▸ Stated task
Copy all the entries word for word, but omit the pictures.

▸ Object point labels
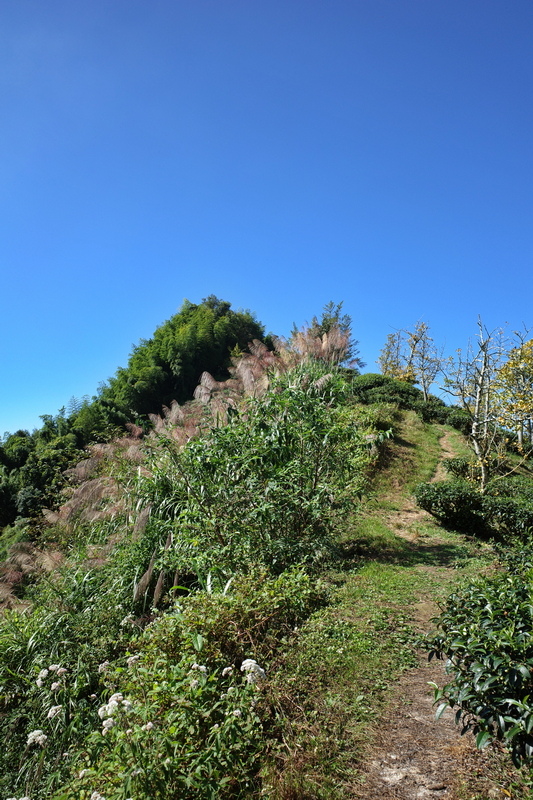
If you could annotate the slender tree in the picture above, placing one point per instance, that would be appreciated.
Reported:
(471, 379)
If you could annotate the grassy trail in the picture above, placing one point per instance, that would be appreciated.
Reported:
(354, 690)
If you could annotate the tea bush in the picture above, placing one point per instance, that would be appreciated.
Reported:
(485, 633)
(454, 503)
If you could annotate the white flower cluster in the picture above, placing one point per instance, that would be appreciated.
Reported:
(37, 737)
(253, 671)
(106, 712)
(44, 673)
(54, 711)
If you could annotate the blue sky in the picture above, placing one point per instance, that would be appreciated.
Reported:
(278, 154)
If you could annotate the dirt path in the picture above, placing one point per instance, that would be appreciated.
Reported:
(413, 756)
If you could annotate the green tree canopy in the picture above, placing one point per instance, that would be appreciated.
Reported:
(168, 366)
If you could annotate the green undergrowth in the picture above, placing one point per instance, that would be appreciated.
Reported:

▸ Solution
If you could annotate the slender tree in the picture above, placing one point per instance, that would be appreciated.
Reported:
(471, 379)
If you could annotate the grassy trail in the picture above, placing one point per instance, that would be appreciated.
Reported:
(354, 690)
If you could annotate the tea bush in the picture above, placing one point per instance, that would be appreciated.
Reported:
(485, 633)
(454, 503)
If you could annotate the white flower cluster in the picture above, placing one point per instance, that would be appreciated.
Reported:
(37, 737)
(253, 671)
(106, 712)
(44, 673)
(54, 711)
If you could annotate the blue sky in the picture above, placing one point per instance, that would be appreciated.
Reported:
(278, 154)
If you could annotate the dirt path in the picture above, placing one point per instance, that would be appreciated.
Reported:
(413, 756)
If you could annotate the green tree canopy in the picture above, placing one point per instance, that would be appreciated.
Reported:
(168, 366)
If you could annotate the green undergrowth in the picture above, placing one point per instance, that would be appreciated.
Reported:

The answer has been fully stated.